When I Don’t Have My “Alone Time”
A slight change in the schedule threw me completely off.
It has been a long-standing tradition in our house: Sunday mornings are my “time to myself.” From the time I wake up until 9:30 a.m., I can do whatever I want.
My husband takes Saturday mornings, and he chooses to sleep in. I get breakfast for our three kids and empty the dishwasher. Then I take the toddler with me to run errands at Target and Trader Joe’s while the two older kids have their Saturday Morning Screen Time. By the time I arrive home, it is 9:30 and my husband wakes and helps me unload the groceries.
Sundays are for me. I am always awake early and go down to my office, but on Sundays I know that I will have hours of time to myself. I always read Brain Pickings and a chapter or two out of a novel, plan my week, send an email to my extended family, get caught up on life.

DATA EXTRACT -
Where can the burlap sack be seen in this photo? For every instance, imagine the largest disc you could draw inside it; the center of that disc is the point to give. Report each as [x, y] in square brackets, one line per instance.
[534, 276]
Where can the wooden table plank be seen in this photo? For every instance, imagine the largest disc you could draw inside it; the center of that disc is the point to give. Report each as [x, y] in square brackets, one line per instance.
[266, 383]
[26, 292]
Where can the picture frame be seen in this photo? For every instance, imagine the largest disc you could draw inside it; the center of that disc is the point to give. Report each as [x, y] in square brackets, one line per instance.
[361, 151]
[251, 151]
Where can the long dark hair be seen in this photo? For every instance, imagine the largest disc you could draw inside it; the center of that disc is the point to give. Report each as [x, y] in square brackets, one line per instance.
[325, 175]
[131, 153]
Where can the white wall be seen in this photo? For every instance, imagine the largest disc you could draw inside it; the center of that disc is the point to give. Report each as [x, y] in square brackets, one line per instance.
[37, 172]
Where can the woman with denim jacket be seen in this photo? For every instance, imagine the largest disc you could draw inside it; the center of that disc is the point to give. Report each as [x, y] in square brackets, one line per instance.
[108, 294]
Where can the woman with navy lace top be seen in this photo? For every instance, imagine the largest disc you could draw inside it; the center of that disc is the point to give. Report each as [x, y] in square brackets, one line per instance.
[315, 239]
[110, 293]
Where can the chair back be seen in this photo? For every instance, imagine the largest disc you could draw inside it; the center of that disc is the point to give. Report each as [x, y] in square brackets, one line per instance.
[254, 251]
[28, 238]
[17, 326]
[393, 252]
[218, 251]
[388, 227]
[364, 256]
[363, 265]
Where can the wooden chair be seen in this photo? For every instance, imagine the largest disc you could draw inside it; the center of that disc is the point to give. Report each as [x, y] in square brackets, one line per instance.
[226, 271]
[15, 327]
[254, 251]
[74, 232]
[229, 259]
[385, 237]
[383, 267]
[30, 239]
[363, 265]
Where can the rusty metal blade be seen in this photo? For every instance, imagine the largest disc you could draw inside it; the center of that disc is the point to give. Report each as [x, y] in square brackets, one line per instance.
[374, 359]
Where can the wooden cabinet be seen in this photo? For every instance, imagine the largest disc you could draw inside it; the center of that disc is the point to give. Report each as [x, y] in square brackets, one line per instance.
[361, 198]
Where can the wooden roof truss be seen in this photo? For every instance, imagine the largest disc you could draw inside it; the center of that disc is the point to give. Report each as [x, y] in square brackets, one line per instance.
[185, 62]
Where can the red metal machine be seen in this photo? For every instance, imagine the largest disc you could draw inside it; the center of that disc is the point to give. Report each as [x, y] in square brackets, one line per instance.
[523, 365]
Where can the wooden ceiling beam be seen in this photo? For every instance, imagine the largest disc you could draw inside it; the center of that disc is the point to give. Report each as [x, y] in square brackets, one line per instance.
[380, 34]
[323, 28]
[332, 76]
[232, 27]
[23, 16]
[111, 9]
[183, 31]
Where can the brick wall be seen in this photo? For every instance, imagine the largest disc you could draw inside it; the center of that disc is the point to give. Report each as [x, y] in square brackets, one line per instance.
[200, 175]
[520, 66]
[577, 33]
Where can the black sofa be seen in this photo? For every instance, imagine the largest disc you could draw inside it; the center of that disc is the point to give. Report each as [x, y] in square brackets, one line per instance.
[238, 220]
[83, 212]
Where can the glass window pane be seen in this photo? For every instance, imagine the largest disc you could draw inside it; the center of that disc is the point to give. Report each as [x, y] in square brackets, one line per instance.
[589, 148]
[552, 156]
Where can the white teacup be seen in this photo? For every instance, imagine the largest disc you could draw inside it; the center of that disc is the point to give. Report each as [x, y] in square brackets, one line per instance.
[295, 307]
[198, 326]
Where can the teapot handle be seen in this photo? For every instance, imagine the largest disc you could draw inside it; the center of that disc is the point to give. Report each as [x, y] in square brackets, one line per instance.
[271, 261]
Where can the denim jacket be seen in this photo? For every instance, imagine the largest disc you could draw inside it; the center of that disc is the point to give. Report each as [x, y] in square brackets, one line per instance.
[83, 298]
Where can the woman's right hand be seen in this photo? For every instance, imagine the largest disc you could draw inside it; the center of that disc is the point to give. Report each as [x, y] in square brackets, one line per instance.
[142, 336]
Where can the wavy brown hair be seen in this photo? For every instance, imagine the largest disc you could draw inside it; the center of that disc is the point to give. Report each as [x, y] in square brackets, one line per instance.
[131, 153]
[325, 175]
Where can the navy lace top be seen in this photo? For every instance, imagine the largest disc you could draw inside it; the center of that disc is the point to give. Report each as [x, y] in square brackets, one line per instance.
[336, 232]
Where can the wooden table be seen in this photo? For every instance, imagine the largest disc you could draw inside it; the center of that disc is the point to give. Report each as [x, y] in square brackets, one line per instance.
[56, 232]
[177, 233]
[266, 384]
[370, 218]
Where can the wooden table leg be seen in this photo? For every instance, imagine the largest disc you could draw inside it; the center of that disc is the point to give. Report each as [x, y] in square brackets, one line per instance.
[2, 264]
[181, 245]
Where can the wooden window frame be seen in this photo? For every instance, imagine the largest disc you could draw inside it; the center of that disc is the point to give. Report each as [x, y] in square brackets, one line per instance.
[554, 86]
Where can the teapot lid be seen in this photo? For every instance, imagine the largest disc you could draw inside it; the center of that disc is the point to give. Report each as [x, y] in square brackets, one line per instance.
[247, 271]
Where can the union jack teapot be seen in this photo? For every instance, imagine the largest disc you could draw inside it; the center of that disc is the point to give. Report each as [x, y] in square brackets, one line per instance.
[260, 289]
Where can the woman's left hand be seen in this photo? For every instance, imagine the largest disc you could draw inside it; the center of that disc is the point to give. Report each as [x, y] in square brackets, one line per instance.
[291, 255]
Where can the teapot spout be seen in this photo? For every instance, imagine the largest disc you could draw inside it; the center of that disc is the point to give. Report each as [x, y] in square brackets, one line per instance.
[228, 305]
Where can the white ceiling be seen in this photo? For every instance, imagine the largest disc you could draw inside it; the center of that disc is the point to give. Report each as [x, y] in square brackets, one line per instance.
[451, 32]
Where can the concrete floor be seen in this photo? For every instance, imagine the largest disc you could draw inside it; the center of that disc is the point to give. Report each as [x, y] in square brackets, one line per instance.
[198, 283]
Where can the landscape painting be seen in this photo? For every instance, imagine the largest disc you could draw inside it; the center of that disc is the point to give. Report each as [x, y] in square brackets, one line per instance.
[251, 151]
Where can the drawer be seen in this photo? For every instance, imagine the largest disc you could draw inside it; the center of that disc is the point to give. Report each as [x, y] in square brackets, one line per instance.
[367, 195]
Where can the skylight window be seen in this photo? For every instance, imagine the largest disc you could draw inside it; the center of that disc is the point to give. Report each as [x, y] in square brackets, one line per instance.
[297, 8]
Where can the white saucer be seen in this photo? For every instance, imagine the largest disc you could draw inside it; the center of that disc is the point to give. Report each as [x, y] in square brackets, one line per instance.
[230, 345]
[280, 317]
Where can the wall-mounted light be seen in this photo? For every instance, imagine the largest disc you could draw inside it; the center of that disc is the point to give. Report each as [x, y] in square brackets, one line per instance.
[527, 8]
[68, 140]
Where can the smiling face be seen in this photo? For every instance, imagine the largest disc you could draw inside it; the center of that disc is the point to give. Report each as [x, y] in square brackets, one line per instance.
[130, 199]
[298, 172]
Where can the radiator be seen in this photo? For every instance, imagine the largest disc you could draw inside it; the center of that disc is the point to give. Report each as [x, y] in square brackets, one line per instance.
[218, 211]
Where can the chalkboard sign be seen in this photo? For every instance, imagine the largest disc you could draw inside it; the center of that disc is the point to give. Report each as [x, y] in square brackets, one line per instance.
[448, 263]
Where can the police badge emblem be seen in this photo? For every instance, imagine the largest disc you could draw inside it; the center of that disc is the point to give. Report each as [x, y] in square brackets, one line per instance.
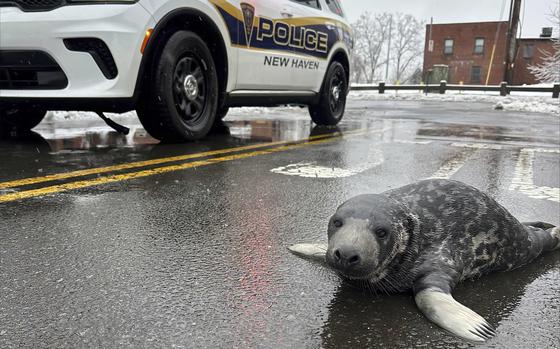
[248, 18]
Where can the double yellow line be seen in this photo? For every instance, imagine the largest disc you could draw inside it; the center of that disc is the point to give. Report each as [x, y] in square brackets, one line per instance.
[241, 153]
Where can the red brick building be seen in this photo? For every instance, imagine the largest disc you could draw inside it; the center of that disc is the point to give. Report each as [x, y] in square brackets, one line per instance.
[475, 54]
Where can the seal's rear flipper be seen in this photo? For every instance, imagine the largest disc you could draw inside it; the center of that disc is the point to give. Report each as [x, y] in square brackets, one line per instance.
[555, 233]
[313, 252]
[443, 310]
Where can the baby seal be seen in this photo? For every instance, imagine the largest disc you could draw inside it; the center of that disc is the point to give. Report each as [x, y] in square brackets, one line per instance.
[427, 237]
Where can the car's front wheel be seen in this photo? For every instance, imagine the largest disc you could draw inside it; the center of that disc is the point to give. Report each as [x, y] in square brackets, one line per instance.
[332, 98]
[20, 119]
[183, 100]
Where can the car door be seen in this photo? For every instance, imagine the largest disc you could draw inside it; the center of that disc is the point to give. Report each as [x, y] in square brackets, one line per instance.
[309, 64]
[265, 55]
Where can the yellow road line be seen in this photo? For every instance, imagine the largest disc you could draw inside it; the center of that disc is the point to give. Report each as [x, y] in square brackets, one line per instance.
[132, 165]
[160, 170]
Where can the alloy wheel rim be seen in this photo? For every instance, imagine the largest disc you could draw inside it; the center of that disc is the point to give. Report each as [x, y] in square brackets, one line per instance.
[189, 89]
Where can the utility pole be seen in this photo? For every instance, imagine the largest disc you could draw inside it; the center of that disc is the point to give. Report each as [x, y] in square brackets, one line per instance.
[389, 50]
[511, 43]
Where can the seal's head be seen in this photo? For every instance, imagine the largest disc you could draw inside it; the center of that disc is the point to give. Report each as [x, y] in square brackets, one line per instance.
[366, 234]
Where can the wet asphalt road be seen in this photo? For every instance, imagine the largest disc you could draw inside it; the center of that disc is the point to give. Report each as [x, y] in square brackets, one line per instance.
[195, 255]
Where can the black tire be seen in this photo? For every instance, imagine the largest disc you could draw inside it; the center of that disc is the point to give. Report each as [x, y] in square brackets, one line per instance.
[332, 98]
[20, 119]
[182, 102]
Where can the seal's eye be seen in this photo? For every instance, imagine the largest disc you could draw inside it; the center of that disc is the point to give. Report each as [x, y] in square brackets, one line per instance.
[381, 232]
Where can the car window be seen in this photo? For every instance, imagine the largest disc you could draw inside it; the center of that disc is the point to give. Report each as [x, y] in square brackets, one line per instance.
[334, 6]
[310, 3]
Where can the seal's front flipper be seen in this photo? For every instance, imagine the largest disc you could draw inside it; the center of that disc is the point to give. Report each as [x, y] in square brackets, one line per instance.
[440, 308]
[313, 252]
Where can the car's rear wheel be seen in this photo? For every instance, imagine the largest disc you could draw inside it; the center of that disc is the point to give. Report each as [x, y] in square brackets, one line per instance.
[182, 102]
[332, 98]
[20, 119]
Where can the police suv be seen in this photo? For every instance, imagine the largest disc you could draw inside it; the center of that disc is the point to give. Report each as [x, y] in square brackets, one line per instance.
[180, 63]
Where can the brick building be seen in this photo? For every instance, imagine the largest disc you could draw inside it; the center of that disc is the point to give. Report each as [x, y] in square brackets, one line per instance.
[475, 54]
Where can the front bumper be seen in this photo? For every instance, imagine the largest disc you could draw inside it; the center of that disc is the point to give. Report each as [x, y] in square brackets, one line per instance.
[120, 27]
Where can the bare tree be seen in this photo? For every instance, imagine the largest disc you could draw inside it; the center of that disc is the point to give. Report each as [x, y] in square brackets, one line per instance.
[549, 69]
[407, 39]
[370, 35]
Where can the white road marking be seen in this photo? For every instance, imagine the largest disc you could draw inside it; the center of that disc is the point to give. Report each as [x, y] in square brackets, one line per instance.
[523, 179]
[478, 146]
[402, 141]
[453, 165]
[312, 170]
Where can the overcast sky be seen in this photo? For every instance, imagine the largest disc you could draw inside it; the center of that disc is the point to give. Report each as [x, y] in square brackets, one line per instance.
[448, 11]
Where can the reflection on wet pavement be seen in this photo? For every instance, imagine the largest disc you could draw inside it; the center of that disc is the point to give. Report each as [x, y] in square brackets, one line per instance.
[197, 258]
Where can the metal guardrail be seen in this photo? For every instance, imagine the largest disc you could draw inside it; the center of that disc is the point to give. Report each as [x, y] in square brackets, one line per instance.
[503, 88]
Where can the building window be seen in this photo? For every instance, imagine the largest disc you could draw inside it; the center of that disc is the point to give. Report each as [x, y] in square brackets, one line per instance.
[476, 73]
[528, 51]
[479, 45]
[335, 7]
[448, 47]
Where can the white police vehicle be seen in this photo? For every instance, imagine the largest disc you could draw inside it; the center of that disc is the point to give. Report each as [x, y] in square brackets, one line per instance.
[180, 63]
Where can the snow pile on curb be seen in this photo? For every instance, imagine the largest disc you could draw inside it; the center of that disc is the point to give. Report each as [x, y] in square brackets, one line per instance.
[518, 102]
[82, 115]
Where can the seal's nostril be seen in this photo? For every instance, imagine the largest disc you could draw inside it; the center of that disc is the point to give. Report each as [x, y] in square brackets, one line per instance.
[354, 260]
[337, 255]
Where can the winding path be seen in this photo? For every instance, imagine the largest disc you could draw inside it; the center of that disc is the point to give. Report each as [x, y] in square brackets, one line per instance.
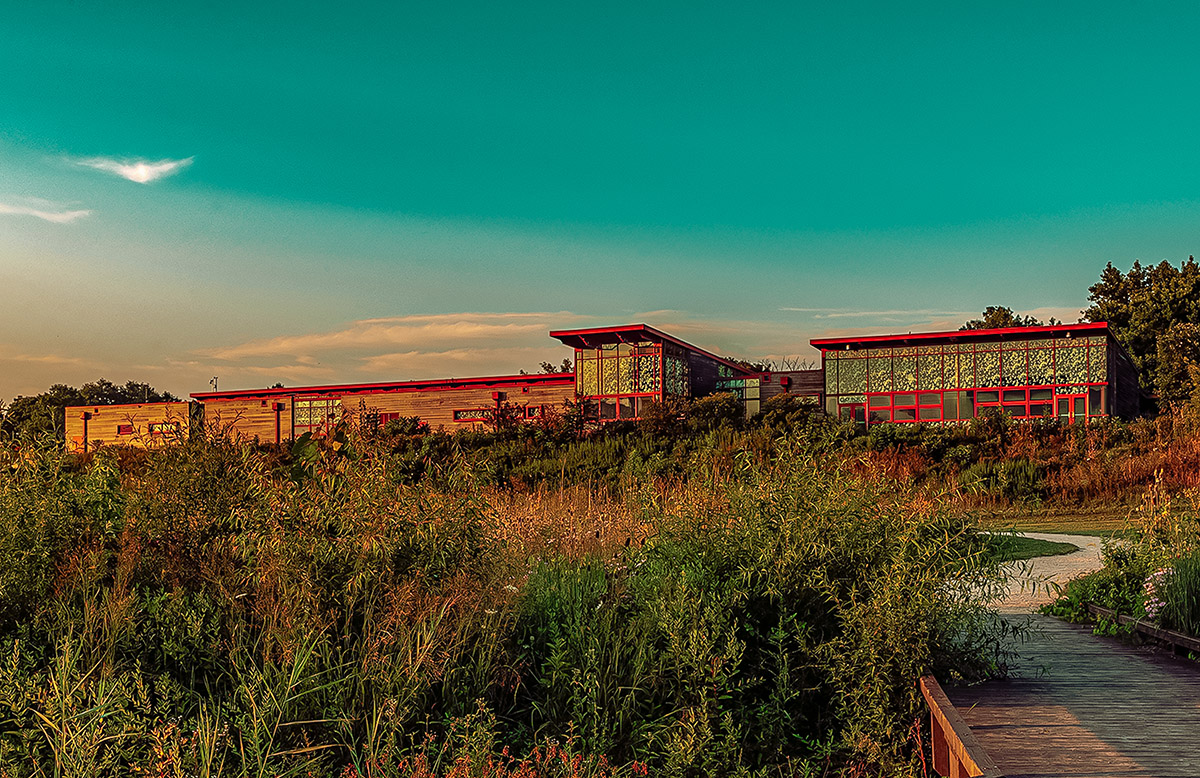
[1083, 706]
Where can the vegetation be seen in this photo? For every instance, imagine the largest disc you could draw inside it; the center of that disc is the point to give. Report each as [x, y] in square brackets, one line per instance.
[215, 609]
[1155, 312]
[42, 413]
[1012, 548]
[1152, 574]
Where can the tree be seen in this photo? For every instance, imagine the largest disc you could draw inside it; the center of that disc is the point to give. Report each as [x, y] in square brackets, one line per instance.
[1143, 306]
[1000, 317]
[1177, 353]
[42, 414]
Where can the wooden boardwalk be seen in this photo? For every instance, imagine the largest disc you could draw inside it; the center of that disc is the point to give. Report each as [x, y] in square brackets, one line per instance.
[1085, 706]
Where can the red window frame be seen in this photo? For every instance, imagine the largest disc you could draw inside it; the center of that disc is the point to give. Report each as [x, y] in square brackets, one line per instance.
[598, 400]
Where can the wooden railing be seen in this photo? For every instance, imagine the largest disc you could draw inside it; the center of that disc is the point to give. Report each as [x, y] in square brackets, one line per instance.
[957, 753]
[1177, 640]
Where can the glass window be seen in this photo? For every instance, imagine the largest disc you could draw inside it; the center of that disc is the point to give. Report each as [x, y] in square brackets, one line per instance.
[951, 405]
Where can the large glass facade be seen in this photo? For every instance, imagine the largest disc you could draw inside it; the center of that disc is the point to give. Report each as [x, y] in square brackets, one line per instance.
[615, 381]
[946, 382]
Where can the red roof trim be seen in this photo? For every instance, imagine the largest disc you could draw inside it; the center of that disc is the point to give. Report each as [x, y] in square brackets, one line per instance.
[954, 335]
[571, 337]
[393, 385]
[131, 405]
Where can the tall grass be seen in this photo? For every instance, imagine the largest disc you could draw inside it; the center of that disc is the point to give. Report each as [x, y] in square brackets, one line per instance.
[221, 610]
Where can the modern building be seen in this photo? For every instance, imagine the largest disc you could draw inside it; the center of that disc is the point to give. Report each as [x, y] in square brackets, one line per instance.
[141, 424]
[1074, 372]
[274, 416]
[618, 370]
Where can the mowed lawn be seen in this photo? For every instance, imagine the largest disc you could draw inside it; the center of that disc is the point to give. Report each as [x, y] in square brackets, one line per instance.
[1104, 522]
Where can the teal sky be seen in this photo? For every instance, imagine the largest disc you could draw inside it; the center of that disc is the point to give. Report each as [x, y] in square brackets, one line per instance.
[355, 192]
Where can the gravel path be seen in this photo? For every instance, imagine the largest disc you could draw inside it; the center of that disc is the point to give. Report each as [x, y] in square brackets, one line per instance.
[1030, 587]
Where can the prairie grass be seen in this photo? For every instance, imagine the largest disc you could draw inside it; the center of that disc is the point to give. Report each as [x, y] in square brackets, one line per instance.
[217, 609]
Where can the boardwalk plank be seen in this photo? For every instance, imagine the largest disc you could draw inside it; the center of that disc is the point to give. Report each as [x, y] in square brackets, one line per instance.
[1085, 706]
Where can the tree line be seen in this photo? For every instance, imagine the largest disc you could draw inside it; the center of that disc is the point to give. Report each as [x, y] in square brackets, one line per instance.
[1152, 310]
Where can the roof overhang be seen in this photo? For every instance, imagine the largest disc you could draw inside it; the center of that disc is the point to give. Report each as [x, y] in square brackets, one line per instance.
[959, 336]
[597, 336]
[528, 379]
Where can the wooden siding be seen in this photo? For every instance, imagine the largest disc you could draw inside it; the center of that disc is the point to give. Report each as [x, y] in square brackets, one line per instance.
[249, 418]
[437, 407]
[125, 424]
[801, 383]
[253, 418]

TASKS AND EXERCISES -
A - Answer these about the alone-time essay:
(i) Until what time do the writer's Sunday mornings belong to the writer alone?
(ii) At which two stores does the writer run errands with the toddler on Saturdays?
(iii) How does the husband choose to spend his Saturday mornings?
B - Write out the alone-time essay again, starting with "A slight change" and going on through "up on life.", and change "toddler" to "baby".
The records have no connection to the alone-time essay.

SET OF ANSWERS -
A -
(i) 9:30 a.m.
(ii) Target and Trader Joe's
(iii) He sleeps in.

B -
A slight change in the schedule threw me completely off.
It has been a long-standing tradition in our house: Sunday mornings are my “time to myself.” From the time I wake up until 9:30 a.m., I can do whatever I want.
My husband takes Saturday mornings, and he chooses to sleep in. I get breakfast for our three kids and empty the dishwasher. Then I take the baby with me to run errands at Target and Trader Joe’s while the two older kids have their Saturday Morning Screen Time. By the time I arrive home, it is 9:30 and my husband wakes and helps me unload the groceries.
Sundays are for me. I am always awake early and go down to my office, but on Sundays I know that I will have hours of time to myself. I always read Brain Pickings and a chapter or two out of a novel, plan my week, send an email to my extended family, get caught up on life.